What you need to do
Retype exactly the lines that run from the line with "the yellow helmet" to the final line of the entries, keeping both ends and nothing else.
'''
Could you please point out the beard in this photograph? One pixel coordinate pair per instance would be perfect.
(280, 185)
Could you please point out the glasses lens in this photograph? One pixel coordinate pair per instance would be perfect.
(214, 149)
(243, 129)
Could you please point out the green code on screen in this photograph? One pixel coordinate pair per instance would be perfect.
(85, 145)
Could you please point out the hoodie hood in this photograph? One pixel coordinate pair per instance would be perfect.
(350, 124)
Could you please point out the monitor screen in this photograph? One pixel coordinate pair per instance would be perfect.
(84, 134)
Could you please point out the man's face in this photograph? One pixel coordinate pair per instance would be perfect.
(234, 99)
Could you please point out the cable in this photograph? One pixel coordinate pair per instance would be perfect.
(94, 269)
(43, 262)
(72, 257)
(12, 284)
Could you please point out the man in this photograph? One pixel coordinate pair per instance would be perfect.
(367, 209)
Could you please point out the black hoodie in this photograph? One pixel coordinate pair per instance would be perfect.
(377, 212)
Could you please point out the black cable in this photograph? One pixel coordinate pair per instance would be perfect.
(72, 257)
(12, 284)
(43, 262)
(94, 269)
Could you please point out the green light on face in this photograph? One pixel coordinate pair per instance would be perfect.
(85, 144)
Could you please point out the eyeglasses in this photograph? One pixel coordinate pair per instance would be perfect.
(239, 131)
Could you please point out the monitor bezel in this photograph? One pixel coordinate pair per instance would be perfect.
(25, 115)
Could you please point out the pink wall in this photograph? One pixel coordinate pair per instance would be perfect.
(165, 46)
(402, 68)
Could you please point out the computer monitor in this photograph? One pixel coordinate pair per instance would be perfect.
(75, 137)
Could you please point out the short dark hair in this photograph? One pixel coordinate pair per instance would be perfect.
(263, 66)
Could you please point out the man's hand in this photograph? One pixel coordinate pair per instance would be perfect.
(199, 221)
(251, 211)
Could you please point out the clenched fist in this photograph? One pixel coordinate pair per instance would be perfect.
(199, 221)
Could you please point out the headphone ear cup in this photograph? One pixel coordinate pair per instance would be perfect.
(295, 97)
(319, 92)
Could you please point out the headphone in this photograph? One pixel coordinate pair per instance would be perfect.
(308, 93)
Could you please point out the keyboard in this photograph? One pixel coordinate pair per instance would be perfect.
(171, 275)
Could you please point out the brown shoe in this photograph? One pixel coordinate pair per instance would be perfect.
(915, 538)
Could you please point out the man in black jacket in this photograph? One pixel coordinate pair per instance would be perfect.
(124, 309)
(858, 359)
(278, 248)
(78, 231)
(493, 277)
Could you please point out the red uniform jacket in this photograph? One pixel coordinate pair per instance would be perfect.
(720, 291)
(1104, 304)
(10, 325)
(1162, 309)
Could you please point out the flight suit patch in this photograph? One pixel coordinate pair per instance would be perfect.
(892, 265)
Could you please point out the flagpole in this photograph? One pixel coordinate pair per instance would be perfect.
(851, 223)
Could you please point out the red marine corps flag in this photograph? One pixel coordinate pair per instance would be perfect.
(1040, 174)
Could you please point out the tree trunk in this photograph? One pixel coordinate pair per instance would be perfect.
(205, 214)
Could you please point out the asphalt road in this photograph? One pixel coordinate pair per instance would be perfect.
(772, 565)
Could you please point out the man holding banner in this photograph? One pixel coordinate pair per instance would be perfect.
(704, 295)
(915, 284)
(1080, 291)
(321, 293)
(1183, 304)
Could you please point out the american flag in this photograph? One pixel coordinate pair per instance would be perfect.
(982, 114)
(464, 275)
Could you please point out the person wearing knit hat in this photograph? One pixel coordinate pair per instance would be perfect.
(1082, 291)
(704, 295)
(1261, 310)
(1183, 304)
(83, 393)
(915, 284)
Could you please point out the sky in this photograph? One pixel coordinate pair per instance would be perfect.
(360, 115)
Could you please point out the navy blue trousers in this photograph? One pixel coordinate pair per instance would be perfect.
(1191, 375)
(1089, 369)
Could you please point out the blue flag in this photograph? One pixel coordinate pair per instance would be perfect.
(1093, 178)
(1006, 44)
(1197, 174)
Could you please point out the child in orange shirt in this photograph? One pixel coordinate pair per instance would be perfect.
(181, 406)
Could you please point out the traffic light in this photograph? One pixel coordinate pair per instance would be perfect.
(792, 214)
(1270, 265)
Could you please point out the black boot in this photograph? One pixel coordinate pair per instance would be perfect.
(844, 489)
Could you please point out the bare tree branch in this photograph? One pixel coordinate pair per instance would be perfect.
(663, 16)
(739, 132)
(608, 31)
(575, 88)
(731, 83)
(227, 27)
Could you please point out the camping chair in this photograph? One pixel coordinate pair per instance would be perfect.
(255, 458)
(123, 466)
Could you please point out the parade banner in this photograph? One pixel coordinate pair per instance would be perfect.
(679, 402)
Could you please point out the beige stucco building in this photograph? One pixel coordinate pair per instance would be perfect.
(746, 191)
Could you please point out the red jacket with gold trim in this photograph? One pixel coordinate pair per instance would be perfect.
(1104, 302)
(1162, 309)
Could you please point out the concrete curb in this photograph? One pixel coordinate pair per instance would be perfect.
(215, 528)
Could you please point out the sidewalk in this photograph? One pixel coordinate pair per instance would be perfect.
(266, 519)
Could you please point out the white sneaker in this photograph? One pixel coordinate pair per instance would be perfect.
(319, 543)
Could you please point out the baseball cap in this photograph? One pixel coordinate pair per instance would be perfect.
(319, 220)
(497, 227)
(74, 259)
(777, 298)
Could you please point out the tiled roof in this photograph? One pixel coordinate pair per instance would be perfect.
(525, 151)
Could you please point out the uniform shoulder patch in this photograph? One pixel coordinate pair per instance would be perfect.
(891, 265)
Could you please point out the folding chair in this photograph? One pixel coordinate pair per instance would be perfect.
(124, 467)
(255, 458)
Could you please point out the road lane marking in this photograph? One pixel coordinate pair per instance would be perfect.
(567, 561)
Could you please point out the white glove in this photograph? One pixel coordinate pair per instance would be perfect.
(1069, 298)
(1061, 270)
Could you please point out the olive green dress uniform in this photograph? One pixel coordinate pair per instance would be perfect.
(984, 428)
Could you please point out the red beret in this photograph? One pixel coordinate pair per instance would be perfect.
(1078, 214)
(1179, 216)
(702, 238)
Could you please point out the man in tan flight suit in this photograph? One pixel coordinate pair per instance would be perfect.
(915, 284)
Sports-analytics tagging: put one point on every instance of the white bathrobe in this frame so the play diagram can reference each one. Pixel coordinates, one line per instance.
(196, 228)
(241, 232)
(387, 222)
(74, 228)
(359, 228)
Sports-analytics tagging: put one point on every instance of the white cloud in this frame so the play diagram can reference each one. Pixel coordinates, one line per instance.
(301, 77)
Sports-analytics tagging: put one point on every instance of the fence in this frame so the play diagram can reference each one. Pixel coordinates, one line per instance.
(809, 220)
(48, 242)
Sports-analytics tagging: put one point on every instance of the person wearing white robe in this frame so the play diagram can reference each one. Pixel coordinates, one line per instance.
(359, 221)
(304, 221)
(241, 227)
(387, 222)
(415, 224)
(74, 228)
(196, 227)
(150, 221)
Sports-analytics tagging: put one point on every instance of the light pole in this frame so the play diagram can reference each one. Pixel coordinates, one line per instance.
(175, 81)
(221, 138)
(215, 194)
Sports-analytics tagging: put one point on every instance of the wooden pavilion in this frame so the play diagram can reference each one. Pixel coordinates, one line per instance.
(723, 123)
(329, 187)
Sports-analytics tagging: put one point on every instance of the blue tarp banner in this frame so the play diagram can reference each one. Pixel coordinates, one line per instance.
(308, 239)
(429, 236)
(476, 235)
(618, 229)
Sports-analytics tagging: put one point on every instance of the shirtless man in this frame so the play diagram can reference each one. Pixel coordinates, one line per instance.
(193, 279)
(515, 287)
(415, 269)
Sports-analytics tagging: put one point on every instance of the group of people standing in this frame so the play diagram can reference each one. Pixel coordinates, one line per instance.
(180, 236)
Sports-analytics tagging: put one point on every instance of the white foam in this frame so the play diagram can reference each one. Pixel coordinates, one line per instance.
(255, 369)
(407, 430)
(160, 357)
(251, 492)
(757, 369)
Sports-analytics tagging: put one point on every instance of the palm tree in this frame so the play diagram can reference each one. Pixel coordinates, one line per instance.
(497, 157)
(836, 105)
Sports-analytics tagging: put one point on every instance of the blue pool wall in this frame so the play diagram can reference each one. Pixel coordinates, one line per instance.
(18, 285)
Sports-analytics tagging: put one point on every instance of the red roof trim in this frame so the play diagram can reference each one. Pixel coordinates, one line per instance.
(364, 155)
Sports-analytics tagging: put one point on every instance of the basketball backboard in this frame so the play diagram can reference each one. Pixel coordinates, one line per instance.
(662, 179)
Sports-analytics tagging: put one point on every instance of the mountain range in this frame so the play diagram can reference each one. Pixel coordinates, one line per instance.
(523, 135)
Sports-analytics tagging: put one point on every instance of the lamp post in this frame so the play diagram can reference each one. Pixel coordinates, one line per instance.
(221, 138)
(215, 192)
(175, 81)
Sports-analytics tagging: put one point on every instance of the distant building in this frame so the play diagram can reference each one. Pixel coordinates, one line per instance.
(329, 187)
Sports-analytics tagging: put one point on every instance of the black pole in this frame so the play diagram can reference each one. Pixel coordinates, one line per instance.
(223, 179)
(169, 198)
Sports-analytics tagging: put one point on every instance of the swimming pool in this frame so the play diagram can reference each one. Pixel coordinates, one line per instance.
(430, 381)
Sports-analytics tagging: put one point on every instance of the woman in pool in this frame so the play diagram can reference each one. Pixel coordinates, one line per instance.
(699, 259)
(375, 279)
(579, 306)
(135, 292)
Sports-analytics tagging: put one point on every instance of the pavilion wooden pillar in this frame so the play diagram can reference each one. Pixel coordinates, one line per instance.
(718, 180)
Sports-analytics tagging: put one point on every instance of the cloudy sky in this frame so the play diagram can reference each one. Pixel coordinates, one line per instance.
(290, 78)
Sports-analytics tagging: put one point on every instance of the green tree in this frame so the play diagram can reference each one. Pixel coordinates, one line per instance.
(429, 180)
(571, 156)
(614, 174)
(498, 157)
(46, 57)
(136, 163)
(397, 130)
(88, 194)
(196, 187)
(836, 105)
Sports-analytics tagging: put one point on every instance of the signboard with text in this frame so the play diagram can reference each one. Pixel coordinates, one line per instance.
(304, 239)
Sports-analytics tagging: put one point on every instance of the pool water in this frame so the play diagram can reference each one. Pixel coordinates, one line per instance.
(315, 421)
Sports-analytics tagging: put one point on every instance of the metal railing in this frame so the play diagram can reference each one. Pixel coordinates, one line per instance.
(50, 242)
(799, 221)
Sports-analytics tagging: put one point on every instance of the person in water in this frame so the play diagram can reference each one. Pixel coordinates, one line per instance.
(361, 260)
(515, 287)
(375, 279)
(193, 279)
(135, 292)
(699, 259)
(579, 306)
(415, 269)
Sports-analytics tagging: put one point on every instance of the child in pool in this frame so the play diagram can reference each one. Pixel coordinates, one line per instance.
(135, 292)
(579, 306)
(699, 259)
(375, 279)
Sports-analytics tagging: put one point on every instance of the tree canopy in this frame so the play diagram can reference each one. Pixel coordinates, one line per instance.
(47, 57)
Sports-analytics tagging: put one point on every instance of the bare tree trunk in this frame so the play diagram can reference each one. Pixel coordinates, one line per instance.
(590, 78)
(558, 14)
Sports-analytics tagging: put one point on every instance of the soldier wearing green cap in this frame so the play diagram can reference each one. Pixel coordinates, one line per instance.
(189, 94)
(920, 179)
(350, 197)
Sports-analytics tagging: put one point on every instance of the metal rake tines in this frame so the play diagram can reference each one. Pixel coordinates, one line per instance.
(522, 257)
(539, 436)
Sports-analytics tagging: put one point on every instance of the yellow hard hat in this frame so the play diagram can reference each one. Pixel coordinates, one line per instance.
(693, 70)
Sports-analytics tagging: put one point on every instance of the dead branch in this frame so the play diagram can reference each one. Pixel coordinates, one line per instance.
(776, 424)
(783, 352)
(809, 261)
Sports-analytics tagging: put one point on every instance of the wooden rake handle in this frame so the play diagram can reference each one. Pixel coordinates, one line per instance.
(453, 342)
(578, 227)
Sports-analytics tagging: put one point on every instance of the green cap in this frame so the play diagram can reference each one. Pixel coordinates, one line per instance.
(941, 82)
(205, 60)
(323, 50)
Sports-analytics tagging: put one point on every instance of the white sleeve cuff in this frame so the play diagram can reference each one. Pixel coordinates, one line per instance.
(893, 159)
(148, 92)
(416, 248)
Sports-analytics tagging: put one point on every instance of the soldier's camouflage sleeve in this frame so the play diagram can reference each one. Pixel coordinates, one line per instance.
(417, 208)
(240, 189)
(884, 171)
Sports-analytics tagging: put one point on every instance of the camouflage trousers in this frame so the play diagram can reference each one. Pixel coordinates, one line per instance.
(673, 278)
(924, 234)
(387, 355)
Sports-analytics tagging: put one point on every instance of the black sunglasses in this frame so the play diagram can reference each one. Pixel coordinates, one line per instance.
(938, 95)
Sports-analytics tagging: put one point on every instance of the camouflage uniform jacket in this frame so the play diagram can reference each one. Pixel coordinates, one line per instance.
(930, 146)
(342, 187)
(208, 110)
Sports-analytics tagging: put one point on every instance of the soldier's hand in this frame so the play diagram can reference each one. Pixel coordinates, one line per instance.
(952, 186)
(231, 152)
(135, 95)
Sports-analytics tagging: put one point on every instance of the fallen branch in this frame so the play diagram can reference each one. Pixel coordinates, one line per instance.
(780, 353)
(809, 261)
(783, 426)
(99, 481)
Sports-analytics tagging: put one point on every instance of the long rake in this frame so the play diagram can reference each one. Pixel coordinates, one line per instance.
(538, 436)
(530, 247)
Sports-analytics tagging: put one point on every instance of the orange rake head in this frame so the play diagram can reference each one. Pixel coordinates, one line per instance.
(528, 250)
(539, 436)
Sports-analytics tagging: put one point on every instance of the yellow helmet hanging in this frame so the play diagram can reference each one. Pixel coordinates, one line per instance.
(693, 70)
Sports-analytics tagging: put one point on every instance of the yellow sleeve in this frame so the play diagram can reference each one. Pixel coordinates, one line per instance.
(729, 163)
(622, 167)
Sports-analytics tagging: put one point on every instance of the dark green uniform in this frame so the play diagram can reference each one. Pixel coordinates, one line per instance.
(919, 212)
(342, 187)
'''
Output
Sports-analytics tagging: put one point on every instance of the yellow helmet hanging in this frame so the play diagram can reference each one. Pixel coordinates, one line per instance.
(693, 70)
Sports-analytics tagging: put one point on every instance of the yellow sleeve in this frame so the play diagram can reference each one. Pixel coordinates, one line per instance.
(729, 163)
(622, 167)
Sports-analytics tagging: put one point on every instance of the dark green uniform in this frame so the play diagram can reference each one. Pixel coordinates, one line per instance.
(919, 212)
(342, 187)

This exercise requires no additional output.